WHAT TO PRODUCE:
When a line below holds the string "steel", show that line.

= = = = = = =

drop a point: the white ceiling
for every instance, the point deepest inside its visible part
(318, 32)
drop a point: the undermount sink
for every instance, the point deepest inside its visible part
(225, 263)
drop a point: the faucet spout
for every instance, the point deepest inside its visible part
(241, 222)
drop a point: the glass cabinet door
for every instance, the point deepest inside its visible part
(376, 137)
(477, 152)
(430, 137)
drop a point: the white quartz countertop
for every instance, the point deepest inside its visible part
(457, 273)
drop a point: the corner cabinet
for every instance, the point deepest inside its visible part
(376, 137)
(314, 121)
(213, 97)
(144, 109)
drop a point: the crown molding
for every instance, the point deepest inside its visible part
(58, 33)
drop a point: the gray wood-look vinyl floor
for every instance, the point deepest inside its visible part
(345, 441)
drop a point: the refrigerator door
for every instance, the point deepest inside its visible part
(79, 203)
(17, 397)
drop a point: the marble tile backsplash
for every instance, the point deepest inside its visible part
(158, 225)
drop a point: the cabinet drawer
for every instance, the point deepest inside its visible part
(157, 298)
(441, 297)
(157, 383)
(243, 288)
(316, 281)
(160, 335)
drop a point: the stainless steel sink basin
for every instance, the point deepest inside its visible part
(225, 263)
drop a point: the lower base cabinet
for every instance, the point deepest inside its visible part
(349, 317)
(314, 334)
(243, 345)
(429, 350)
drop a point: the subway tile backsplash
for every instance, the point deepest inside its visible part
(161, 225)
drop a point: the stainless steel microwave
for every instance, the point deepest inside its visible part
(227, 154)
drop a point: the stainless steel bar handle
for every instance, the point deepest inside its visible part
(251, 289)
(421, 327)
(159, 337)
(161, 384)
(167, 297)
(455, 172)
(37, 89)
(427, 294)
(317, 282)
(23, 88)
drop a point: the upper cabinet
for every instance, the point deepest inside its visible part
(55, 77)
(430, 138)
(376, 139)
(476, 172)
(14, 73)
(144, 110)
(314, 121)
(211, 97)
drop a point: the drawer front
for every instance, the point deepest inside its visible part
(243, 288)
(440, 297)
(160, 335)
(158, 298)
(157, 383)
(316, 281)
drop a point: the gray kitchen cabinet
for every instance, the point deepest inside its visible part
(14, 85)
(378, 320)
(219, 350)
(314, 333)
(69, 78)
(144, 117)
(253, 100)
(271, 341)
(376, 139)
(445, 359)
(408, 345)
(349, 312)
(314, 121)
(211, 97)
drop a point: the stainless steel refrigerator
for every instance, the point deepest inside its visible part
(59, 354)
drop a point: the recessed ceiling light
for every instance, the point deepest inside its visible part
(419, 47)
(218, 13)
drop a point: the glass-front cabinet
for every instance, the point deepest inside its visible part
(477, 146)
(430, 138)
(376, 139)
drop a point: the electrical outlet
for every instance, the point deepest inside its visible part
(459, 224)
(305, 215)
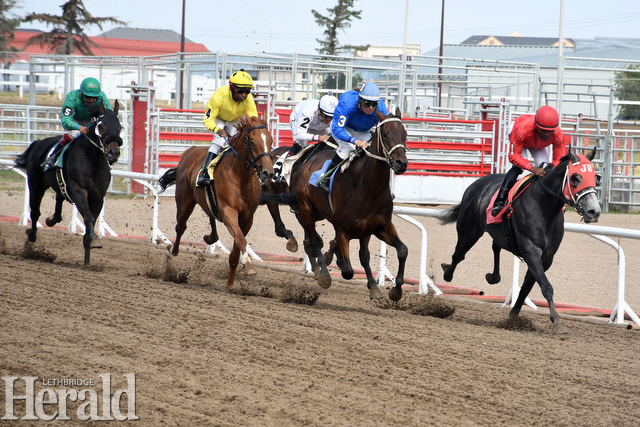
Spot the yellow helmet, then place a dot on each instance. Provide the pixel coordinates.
(241, 79)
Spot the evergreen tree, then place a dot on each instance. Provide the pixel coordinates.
(338, 18)
(68, 36)
(8, 24)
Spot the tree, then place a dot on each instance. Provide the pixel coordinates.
(68, 36)
(8, 24)
(338, 18)
(627, 88)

= = = = = = =

EXERCISE RESPONSE:
drop a point: the stainless steel sink basin
drop a point: the stainless steel microwave
drop a point: the stainless steel bar handle
drop a point: the stainless steel refrigerator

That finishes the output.